- What needs to be done
Reproduce every one of the items below word for word, changing nothing.

- Listed entries
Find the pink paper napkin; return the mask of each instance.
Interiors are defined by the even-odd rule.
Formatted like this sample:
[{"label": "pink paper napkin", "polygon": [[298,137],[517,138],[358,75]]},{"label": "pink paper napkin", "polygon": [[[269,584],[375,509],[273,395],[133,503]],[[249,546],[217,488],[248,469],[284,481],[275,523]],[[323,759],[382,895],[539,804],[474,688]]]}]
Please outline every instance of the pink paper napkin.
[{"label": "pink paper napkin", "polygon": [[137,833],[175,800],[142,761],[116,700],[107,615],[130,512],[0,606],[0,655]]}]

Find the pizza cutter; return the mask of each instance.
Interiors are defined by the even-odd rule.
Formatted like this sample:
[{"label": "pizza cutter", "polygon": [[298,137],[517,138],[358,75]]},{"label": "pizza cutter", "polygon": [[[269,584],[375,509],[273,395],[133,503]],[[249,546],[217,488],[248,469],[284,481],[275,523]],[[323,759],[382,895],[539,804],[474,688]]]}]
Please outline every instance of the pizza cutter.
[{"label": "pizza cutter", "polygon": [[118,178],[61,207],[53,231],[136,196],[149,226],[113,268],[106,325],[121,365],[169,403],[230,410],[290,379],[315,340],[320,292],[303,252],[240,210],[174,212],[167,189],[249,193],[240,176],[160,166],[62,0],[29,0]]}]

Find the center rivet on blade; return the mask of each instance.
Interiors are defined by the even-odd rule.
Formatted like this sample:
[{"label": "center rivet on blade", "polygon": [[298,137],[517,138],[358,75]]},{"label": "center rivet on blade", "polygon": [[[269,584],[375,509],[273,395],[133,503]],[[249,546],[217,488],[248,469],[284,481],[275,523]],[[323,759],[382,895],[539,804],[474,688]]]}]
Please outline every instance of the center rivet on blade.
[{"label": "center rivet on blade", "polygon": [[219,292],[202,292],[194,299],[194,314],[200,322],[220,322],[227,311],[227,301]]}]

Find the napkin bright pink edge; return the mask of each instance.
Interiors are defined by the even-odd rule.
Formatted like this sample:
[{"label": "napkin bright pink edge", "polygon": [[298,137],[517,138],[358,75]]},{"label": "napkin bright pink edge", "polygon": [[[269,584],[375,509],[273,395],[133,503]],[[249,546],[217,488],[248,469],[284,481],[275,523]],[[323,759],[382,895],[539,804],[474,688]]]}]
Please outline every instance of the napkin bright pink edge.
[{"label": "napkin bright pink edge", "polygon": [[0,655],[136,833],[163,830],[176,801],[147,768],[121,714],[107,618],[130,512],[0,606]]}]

- Expected answer
Find the pink paper napkin; return the mask of each instance.
Interiors are defined by the even-odd rule.
Formatted like this sample:
[{"label": "pink paper napkin", "polygon": [[298,137],[517,138],[358,75]]},{"label": "pink paper napkin", "polygon": [[[269,584],[375,509],[273,395],[133,503]],[[249,546],[217,488],[248,469],[284,481],[275,523]],[[323,759],[382,895],[539,804],[474,688]]]}]
Please outline every instance of the pink paper napkin.
[{"label": "pink paper napkin", "polygon": [[137,833],[175,800],[142,761],[116,700],[107,615],[130,512],[0,606],[0,655]]}]

Find the pizza cutter; return the mask of each instance.
Interiors are defined by the even-odd rule.
Formatted like this sample:
[{"label": "pizza cutter", "polygon": [[298,137],[517,138],[358,75]]},{"label": "pizza cutter", "polygon": [[[269,584],[375,509],[273,395],[133,503]],[[249,546],[217,488],[248,469],[284,481],[275,523]],[[323,759],[382,895],[539,804],[474,688]]]}]
Please outline every instance of the pizza cutter.
[{"label": "pizza cutter", "polygon": [[118,178],[61,207],[53,231],[136,196],[149,226],[113,268],[106,325],[121,365],[169,403],[230,410],[290,379],[315,340],[320,292],[303,252],[240,210],[174,212],[167,189],[249,193],[240,176],[160,166],[62,0],[29,0]]}]

Find the center rivet on blade; return the mask of each instance.
Interiors are defined by the even-odd rule.
Formatted like this sample:
[{"label": "center rivet on blade", "polygon": [[298,137],[517,138],[358,75]]},{"label": "center rivet on blade", "polygon": [[[269,584],[375,509],[273,395],[133,503]],[[249,546],[217,488],[248,469],[284,481],[275,523]],[[323,759],[382,895],[539,804],[474,688]]]}]
Please outline every instance of the center rivet on blade.
[{"label": "center rivet on blade", "polygon": [[219,292],[202,292],[194,299],[194,314],[200,322],[220,322],[227,311],[227,301]]}]

Find the napkin bright pink edge; return the mask of each instance.
Interiors are defined by the even-odd rule.
Formatted like this sample:
[{"label": "napkin bright pink edge", "polygon": [[298,137],[517,138],[358,75]]},{"label": "napkin bright pink edge", "polygon": [[[269,584],[375,509],[273,395],[133,503]],[[249,546],[217,488],[248,469],[284,481],[275,523]],[[323,759],[382,895],[539,804],[474,688]]]}]
Please outline every instance of the napkin bright pink edge.
[{"label": "napkin bright pink edge", "polygon": [[0,655],[136,833],[163,830],[176,801],[147,768],[121,714],[107,618],[130,512],[0,606]]}]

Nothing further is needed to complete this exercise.